■ **Prompt**
Please copy each line of the listing below in which the word "panel" appears.

■ **Data excerpts**
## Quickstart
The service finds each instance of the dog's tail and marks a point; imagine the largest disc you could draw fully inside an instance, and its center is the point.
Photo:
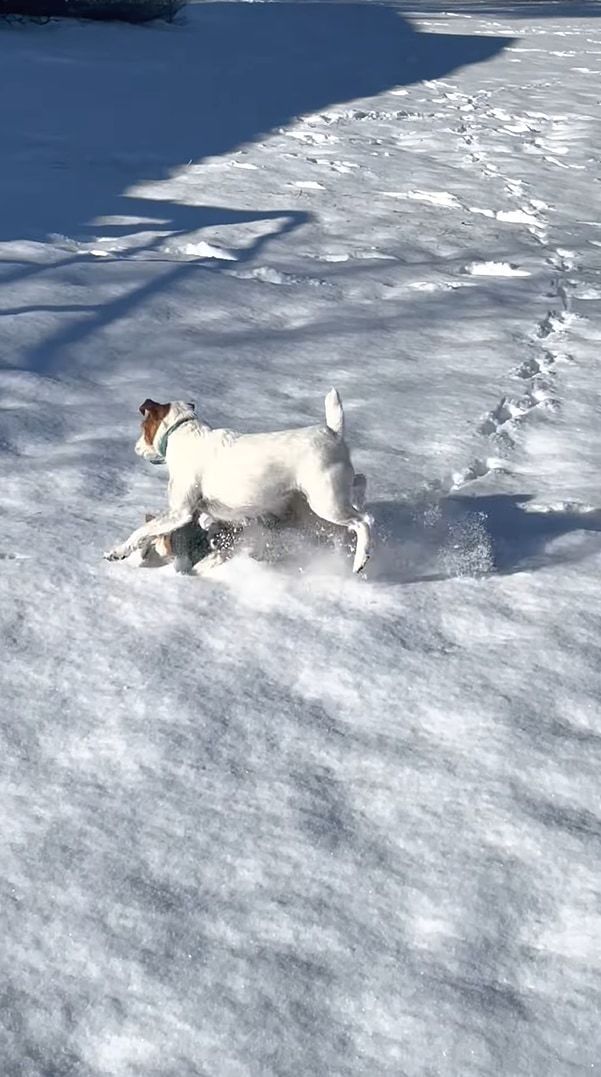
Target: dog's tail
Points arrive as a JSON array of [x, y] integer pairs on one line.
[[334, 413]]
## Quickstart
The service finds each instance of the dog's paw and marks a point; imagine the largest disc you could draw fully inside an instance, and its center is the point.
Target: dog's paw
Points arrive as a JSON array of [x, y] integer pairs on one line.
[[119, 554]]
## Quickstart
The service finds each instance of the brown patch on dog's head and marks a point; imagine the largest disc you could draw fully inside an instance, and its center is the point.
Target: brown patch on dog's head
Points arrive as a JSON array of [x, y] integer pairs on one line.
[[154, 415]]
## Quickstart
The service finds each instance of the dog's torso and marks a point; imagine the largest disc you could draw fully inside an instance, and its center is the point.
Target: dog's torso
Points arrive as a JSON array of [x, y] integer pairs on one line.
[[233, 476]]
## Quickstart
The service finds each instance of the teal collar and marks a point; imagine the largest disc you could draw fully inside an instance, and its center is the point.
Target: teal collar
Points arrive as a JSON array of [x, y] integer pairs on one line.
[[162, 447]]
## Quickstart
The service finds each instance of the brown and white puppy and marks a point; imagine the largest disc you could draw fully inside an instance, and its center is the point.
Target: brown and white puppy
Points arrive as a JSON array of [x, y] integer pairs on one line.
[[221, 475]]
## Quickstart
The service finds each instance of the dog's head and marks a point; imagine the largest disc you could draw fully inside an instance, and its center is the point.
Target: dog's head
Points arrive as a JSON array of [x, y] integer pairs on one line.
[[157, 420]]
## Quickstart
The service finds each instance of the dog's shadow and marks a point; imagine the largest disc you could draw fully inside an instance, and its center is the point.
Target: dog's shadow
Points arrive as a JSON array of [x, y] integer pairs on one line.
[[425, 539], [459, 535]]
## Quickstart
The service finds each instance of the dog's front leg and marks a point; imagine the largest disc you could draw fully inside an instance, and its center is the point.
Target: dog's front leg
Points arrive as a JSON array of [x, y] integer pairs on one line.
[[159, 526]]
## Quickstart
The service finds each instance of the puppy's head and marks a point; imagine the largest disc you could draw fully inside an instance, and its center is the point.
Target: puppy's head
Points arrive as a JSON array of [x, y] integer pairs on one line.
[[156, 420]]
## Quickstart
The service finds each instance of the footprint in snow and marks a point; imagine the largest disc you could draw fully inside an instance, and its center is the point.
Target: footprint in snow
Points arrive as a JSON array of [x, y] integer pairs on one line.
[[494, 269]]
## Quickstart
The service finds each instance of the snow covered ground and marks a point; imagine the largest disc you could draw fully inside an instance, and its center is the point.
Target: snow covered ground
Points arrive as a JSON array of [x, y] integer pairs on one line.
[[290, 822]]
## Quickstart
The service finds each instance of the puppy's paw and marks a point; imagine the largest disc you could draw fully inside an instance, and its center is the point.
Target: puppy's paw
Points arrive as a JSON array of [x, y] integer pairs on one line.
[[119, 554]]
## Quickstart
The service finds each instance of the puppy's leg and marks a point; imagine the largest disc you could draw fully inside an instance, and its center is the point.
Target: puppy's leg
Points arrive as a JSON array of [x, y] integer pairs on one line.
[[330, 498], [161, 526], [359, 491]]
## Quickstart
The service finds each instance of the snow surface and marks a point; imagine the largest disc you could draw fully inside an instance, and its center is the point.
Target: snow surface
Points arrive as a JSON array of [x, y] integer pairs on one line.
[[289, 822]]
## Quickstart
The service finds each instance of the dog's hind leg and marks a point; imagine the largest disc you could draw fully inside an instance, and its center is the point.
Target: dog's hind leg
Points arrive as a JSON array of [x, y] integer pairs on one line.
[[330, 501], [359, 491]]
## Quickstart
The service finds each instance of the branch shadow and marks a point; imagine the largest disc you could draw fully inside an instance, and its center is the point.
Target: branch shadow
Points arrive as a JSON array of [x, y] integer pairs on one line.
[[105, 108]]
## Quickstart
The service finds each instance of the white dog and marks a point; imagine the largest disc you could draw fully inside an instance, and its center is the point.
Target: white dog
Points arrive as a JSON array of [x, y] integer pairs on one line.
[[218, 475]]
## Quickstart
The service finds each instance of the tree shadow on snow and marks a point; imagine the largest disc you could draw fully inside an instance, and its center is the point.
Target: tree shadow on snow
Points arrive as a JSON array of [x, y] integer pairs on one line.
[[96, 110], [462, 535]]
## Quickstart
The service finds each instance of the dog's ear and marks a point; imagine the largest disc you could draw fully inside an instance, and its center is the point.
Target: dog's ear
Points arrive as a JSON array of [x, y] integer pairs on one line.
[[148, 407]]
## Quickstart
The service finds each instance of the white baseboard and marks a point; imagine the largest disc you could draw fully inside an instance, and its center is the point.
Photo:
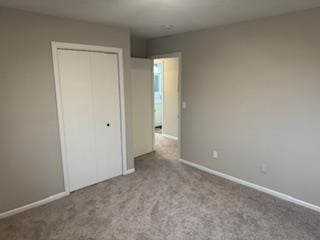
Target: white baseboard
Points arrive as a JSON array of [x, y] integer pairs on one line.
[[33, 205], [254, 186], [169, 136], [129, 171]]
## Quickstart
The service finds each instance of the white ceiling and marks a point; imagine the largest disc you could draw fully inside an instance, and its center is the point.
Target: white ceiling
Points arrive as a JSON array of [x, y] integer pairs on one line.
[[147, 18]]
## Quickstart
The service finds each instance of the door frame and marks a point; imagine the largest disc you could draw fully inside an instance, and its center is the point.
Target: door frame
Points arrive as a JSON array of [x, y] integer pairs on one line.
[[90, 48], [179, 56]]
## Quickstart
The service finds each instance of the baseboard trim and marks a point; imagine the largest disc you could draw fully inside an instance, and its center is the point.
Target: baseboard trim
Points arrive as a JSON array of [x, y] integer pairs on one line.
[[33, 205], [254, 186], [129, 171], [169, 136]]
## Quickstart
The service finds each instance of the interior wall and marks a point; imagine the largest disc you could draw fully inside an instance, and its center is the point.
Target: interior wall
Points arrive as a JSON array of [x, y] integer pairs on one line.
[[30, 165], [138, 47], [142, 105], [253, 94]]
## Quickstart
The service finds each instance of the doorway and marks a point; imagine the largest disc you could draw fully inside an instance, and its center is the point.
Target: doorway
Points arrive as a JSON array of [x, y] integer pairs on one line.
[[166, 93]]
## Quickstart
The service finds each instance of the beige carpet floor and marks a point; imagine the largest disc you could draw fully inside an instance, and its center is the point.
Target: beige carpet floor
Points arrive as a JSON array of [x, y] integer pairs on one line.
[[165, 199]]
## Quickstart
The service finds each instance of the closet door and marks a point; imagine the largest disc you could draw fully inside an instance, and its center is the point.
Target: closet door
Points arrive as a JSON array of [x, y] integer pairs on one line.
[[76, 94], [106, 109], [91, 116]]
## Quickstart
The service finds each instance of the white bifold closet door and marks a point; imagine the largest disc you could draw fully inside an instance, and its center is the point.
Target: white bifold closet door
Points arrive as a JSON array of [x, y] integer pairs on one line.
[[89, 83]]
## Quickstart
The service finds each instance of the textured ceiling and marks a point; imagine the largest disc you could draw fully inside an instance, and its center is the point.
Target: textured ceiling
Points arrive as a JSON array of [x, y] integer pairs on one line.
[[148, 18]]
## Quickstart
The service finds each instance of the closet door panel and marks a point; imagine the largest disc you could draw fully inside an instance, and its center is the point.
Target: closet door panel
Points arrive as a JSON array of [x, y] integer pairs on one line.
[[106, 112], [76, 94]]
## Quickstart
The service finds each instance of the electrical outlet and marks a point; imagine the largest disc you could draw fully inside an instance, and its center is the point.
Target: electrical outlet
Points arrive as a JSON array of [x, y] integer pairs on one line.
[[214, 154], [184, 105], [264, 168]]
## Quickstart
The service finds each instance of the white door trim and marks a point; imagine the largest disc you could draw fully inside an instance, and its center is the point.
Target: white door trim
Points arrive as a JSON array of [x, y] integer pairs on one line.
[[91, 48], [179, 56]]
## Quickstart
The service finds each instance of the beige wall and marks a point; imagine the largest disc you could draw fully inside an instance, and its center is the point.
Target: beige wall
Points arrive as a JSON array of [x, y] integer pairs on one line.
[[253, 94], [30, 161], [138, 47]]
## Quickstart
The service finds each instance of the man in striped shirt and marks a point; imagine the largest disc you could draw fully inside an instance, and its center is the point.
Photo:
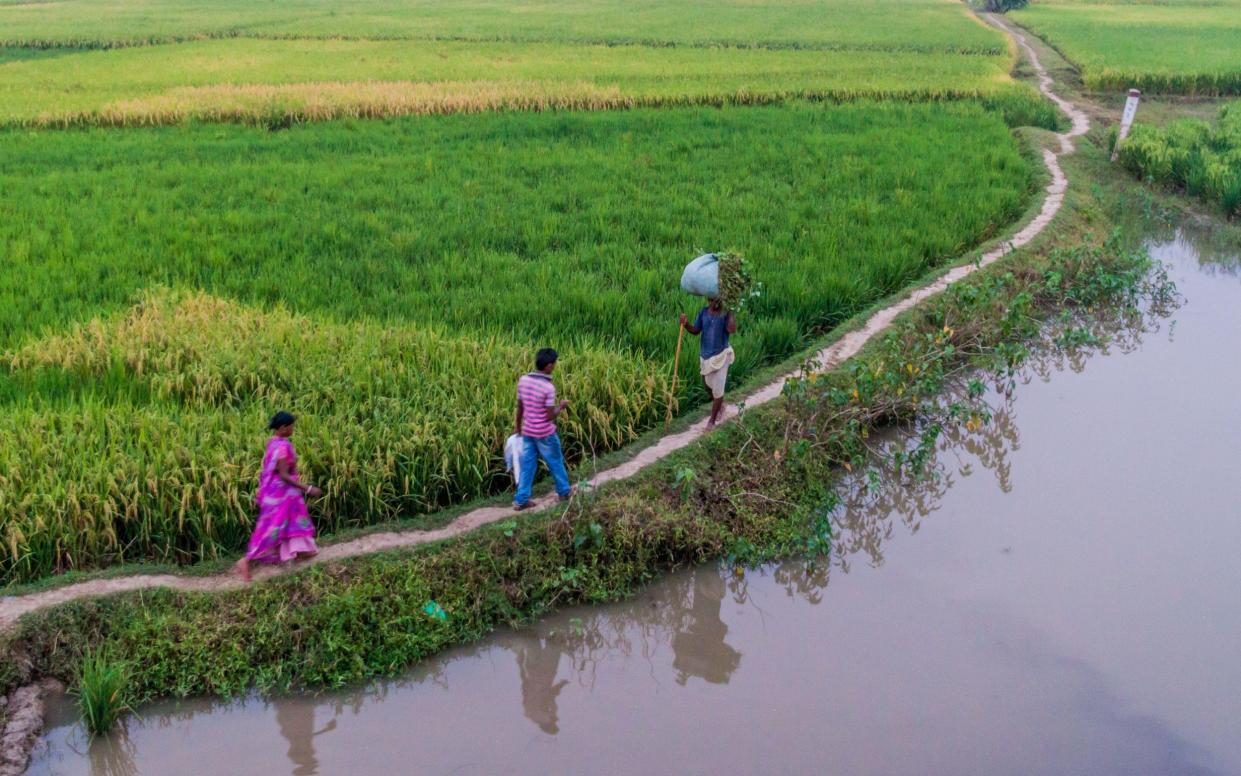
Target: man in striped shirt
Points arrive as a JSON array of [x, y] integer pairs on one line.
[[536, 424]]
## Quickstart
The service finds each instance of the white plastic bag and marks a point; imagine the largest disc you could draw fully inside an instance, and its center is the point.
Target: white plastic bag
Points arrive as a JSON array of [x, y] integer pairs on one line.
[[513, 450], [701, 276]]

■ **Result of this exercise**
The service finds each instance of the closet door panel and marks a point; imagine the largest disc you could draw fully inside an instance, and its center is the point.
Target: closet door panel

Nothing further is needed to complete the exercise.